**INSTRUCTIONS TO FOLLOW**
From first line to last, give the records again word for word and omit the pictures.
════════
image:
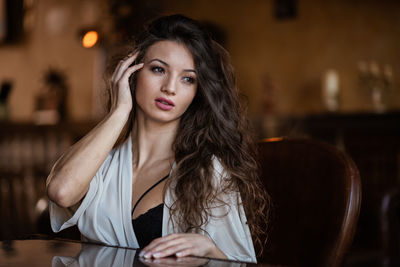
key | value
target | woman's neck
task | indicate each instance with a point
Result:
(152, 142)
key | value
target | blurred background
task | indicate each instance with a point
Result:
(328, 70)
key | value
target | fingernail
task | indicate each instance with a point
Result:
(157, 254)
(147, 255)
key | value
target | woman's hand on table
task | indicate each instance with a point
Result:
(181, 245)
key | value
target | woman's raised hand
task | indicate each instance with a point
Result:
(120, 91)
(181, 245)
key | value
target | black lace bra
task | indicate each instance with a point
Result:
(148, 226)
════════
**REPLY**
image:
key | value
target | woman's neck
task | indicate each instance with a point
Result:
(152, 142)
key | value
target | blurred background
task | indicate each instance with a point
Result:
(328, 70)
key | value
target | fingernail
task | indicate each instance with a point
Result:
(157, 254)
(147, 255)
key | value
target | woman's hand on table
task | indicate each instance with a point
Result:
(181, 245)
key | value
target | woman's raised hand
task | indicate each instance with a point
Result:
(120, 91)
(181, 245)
key | value
target | black lace bra
task | indicate each instance with a point
Result:
(148, 226)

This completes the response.